··· Data extract ···

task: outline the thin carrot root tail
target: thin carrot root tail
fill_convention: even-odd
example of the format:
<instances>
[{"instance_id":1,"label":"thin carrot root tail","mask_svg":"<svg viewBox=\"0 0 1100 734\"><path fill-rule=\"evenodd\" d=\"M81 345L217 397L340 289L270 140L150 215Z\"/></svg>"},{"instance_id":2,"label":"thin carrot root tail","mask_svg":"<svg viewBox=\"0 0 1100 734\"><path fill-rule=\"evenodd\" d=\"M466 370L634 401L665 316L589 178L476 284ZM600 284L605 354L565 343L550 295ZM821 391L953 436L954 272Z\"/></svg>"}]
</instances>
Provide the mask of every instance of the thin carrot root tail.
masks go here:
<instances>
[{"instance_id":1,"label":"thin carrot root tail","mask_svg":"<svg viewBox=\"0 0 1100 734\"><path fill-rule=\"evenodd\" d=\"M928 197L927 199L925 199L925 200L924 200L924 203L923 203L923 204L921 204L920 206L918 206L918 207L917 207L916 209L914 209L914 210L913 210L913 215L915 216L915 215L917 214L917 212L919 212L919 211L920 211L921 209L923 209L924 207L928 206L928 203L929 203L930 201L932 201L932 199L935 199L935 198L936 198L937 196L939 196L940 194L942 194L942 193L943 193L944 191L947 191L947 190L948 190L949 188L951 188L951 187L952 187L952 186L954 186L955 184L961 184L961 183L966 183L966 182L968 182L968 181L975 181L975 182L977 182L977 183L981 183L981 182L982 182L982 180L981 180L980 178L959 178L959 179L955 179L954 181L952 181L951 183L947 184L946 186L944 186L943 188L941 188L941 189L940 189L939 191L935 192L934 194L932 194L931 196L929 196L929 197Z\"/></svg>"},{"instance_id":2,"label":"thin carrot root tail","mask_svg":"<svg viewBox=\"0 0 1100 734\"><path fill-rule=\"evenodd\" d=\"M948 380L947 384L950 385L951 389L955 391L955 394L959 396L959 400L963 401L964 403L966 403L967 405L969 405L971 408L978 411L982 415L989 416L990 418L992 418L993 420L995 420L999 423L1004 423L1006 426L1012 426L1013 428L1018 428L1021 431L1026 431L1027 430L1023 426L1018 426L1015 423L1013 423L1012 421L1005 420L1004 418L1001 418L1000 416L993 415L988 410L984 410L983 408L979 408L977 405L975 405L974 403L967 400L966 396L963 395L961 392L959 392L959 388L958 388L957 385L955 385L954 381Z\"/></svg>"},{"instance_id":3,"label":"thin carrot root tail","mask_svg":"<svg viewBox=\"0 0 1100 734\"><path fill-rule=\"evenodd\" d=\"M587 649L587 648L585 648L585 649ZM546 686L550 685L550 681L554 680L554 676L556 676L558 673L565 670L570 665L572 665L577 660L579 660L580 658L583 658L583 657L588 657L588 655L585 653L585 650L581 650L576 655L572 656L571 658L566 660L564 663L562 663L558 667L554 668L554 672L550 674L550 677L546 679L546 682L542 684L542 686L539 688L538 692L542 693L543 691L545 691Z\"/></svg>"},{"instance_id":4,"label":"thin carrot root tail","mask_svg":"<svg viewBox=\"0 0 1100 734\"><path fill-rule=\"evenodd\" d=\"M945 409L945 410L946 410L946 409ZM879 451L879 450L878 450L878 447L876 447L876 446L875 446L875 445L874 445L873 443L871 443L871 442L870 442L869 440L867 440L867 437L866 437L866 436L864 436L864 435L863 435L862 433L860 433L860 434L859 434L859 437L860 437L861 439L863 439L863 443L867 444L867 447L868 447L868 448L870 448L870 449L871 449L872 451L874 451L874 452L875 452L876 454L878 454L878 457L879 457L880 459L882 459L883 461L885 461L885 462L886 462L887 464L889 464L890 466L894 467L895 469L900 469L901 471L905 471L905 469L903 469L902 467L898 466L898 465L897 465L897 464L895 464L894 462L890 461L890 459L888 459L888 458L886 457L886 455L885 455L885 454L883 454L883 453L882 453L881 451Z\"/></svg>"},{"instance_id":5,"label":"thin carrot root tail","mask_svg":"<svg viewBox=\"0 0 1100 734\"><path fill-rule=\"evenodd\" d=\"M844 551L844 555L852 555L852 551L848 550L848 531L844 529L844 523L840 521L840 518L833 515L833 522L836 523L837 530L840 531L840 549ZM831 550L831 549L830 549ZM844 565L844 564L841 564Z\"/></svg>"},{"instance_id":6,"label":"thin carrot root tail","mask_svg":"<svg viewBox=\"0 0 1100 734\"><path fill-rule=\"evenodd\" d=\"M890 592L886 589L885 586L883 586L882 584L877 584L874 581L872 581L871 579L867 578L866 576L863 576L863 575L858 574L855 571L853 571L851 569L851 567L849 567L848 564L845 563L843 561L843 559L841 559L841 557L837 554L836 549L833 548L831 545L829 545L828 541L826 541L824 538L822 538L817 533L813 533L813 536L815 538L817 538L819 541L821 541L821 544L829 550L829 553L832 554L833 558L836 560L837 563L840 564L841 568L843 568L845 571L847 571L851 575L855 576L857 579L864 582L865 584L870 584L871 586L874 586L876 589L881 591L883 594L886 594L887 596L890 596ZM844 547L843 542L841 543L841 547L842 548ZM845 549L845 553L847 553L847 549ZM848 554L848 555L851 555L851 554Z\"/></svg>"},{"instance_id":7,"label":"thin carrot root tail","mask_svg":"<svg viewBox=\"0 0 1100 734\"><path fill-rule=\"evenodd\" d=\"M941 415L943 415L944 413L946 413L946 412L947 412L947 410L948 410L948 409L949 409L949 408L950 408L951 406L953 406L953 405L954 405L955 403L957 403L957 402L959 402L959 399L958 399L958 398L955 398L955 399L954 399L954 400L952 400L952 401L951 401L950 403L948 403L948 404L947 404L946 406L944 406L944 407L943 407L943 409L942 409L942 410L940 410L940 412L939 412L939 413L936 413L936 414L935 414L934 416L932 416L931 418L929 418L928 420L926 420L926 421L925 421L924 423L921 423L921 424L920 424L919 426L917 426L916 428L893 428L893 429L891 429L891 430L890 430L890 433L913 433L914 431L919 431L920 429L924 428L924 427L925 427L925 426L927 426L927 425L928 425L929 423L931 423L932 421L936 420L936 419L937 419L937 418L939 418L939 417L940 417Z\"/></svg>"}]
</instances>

···

(Your instructions)
Working from the material above, retype exactly the lines from the one with "target: thin carrot root tail" through the one with "Provide the mask", both included, and only those lines.

(Solution to the exercise)
target: thin carrot root tail
fill_convention: even-odd
example of the format:
<instances>
[{"instance_id":1,"label":"thin carrot root tail","mask_svg":"<svg viewBox=\"0 0 1100 734\"><path fill-rule=\"evenodd\" d=\"M81 345L217 397L340 289L270 140L150 215Z\"/></svg>"},{"instance_id":2,"label":"thin carrot root tail","mask_svg":"<svg viewBox=\"0 0 1100 734\"><path fill-rule=\"evenodd\" d=\"M466 370L634 401L665 316L589 178L476 284ZM600 284L605 354L565 343L550 295ZM821 391L953 436L954 272Z\"/></svg>"}]
</instances>
Provide the mask of every instance of the thin carrot root tail.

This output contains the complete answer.